Top of Document passage
Monday, 9 July 2012The NT Centre for Disease Control is urging Territorians not yet vaccinated against influenza 2012 to take this opportunity to do so as the number of influenza cases being notified locally continues to increase.
"So far in 2012 there have been 181 cases of confirmed influenza, 60 cases have been reported in Darwin, and just over half (33) of these cases required hospitalisation, some in intensive care," CDC Director Dr Vicki Krause said.
"Influenza, commonly known as the flu, may sound minor, and it is often regarded as similar to the common cold. But flu really is of a higher order, with unpleasant symptoms such as fever, sore throat and muscle aches that develop suddenly and may last up to two weeks."
Dr Krause said influenza is caused by a virus which spreads easily from person to person through respiratory secretions that are produced during coughing or sneezing.
"It can affect anyone, especially people with underlying medical conditions, amongst whom it can have serious impacts."
These important steps they can take to protect people from influenza infection -
· Get vaccinated every year. Vaccination offers the best protection against the flu.
· Cough or sneeze into your upper arm to prevent the spread of infected droplets.
· Do not go to work, school or community functions when you are experiencing influenza like symptoms.
Bottom of Document passage
Top of Data listing
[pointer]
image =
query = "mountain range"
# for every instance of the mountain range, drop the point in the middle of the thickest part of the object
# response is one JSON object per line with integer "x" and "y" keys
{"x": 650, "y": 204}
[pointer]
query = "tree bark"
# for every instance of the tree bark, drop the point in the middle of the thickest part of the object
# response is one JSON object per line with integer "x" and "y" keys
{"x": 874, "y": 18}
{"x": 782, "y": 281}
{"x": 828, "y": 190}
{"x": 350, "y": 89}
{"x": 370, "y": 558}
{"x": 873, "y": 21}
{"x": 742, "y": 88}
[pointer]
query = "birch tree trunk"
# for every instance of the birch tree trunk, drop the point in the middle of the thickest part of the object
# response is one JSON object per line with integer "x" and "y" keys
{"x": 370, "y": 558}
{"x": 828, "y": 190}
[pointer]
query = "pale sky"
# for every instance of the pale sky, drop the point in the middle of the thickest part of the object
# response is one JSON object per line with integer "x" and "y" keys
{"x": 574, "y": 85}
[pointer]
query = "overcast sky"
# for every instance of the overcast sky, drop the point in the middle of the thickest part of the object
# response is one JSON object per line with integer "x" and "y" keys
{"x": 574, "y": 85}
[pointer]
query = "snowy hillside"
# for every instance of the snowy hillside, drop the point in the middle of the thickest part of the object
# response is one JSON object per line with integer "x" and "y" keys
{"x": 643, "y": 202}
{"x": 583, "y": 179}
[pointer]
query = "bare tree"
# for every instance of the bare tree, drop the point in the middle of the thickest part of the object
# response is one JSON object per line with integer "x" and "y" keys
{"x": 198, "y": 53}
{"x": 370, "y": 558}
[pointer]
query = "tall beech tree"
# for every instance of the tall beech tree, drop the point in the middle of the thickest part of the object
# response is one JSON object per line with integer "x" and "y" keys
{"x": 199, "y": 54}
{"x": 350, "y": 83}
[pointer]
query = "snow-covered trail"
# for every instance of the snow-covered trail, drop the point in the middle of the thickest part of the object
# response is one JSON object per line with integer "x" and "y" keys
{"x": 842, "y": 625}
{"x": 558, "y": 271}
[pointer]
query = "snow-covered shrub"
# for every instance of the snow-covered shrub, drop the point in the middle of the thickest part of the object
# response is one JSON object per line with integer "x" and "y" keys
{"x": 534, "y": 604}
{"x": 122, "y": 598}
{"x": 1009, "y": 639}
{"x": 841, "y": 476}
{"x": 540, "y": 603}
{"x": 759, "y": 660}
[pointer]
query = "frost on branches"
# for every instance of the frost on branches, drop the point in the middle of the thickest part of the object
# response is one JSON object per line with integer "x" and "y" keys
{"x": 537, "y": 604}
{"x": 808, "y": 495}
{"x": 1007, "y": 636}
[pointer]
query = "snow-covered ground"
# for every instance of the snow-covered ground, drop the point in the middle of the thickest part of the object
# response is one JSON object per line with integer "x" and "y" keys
Bottom of Data listing
> Exercise instructions
Continue the influenza vaccination release above, picking up after its last item about staying home with flu-like symptoms.

> Solved exercise
· Wash your hands frequently with either soap and water or gel to prevent the spread of infected droplets
The influenza vaccine is safe and effective in preventing severe influenza illness and it must be given every year. People most at risk of the complications from influenza can receive a free vaccine by visiting their GP, Community Care Centre or Aboriginal Medical Service. They include:
Everyone 65 years and over; all Indigenous people 15 years and over; all pregnant women (safe to be given in all stages of pregnancy); and anybody over 6 months of age with impaired immunity such as those with chronic illnesses.
Those in close contact with people at high risk of influenza complications should also be vaccinated. These include health care workers, nursing home staff and household members of those in high-risk groups.